Referring expression pointing data:
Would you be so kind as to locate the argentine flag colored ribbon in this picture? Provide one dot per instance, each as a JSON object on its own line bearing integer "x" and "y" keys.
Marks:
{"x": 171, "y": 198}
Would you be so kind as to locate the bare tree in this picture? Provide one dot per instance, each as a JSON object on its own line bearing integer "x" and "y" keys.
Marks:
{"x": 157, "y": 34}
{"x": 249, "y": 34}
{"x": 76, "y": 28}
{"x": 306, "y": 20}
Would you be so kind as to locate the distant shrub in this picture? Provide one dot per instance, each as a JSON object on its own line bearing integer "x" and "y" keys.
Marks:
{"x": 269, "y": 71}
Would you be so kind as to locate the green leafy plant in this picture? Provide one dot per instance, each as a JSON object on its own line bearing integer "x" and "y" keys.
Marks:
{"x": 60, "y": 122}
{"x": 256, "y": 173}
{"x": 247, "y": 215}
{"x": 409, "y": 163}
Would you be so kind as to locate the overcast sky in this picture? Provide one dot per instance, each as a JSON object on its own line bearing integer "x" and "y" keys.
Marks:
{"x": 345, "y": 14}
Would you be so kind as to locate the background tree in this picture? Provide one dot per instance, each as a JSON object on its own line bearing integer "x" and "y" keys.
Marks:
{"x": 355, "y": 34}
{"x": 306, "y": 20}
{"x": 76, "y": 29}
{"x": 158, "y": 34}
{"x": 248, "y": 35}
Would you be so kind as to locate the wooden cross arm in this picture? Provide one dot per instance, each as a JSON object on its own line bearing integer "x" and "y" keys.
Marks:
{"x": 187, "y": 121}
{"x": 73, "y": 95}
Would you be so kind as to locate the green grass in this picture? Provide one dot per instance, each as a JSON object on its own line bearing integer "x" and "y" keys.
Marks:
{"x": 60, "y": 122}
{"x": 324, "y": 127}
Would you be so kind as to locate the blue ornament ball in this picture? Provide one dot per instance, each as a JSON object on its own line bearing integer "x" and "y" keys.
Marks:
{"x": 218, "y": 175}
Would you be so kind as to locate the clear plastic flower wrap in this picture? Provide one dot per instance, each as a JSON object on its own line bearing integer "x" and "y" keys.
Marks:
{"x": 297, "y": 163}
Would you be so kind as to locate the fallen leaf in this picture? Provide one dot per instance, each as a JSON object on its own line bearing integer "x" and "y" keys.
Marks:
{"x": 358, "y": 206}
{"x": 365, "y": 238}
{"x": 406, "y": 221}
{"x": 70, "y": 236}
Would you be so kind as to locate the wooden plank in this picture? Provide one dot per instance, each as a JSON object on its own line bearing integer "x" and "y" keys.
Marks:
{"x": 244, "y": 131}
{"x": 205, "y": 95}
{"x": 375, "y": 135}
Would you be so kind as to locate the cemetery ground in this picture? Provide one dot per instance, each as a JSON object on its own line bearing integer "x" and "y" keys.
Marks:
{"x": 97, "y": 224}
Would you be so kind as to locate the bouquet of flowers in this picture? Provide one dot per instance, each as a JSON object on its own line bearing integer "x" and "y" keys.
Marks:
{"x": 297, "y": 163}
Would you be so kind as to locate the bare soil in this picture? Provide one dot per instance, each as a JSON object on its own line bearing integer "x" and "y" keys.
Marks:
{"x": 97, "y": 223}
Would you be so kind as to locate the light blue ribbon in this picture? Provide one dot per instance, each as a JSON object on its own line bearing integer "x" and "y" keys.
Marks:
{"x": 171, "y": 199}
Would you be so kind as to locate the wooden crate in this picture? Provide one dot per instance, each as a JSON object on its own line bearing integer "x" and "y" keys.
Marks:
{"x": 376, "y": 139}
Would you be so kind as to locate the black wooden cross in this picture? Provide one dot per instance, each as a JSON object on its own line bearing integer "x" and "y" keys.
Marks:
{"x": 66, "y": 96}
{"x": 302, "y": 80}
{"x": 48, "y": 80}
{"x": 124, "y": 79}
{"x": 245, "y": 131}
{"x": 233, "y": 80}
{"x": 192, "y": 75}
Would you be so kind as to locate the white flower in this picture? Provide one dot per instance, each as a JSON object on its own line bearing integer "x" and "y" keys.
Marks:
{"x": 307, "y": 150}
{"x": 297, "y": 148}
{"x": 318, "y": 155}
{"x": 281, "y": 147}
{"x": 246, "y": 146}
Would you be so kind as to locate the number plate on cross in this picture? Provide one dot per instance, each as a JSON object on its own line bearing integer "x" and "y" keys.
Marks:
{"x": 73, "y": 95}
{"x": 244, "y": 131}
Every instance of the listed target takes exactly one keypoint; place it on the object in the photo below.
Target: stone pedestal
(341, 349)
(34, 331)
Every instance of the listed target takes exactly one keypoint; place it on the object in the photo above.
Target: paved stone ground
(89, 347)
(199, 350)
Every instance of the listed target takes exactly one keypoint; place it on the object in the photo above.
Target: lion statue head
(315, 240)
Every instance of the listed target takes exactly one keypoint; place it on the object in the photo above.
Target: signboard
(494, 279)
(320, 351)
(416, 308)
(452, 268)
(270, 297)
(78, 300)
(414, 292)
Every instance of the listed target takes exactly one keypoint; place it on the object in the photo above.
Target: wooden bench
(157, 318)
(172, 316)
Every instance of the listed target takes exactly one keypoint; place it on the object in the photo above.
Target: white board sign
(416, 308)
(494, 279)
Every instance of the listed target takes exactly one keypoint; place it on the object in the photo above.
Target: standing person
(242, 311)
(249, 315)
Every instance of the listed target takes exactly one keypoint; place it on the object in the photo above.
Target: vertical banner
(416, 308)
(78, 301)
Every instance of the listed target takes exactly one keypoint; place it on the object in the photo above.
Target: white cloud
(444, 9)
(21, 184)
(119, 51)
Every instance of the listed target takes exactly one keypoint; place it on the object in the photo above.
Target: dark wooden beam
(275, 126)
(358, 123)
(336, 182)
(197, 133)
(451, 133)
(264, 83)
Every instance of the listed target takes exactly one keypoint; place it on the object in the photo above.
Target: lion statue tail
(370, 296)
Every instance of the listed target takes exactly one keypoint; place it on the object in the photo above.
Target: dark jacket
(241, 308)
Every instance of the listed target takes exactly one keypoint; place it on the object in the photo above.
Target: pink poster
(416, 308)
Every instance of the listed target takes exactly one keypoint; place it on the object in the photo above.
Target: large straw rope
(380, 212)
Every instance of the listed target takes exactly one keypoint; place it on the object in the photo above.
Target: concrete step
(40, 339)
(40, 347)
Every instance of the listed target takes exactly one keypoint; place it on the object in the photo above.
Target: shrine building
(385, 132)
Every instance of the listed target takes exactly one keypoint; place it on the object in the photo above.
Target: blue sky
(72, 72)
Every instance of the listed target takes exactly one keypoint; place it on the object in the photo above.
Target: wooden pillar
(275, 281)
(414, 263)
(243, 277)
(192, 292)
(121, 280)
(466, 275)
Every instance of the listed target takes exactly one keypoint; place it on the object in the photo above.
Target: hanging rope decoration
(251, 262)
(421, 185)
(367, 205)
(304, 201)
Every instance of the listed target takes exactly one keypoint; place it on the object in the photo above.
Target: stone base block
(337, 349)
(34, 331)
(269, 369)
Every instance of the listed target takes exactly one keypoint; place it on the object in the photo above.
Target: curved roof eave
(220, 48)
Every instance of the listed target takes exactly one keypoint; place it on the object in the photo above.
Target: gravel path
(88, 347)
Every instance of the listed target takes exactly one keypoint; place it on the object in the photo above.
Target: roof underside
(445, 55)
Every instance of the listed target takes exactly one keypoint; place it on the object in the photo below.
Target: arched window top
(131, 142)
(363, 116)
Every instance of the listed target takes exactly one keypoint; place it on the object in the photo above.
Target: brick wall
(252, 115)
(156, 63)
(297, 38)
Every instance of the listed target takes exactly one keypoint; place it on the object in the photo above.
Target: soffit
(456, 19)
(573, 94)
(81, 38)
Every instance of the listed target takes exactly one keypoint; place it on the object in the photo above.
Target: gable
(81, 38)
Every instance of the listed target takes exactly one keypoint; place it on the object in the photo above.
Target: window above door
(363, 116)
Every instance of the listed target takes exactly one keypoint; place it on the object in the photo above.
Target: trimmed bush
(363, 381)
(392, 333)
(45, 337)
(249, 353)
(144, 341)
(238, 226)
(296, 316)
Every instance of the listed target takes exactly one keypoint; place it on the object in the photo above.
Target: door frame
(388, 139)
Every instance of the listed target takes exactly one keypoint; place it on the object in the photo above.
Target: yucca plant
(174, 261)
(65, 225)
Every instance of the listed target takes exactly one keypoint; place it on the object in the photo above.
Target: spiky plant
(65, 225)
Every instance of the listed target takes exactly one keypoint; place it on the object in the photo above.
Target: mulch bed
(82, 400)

Exercise brief:
Find the lines in the records that contain the word "tree", then copy every one of them.

Solution to this problem:
Would you be so kind as to locate the bare tree in this picture? Provide one dot per instance, each as a JSON object on its own line bearing integer "x" and "y" keys.
Would you be so kind as to locate the background tree in this picture? Provide one dot per instance, each as a JSON object on its own line bearing integer "x" and "y" keys.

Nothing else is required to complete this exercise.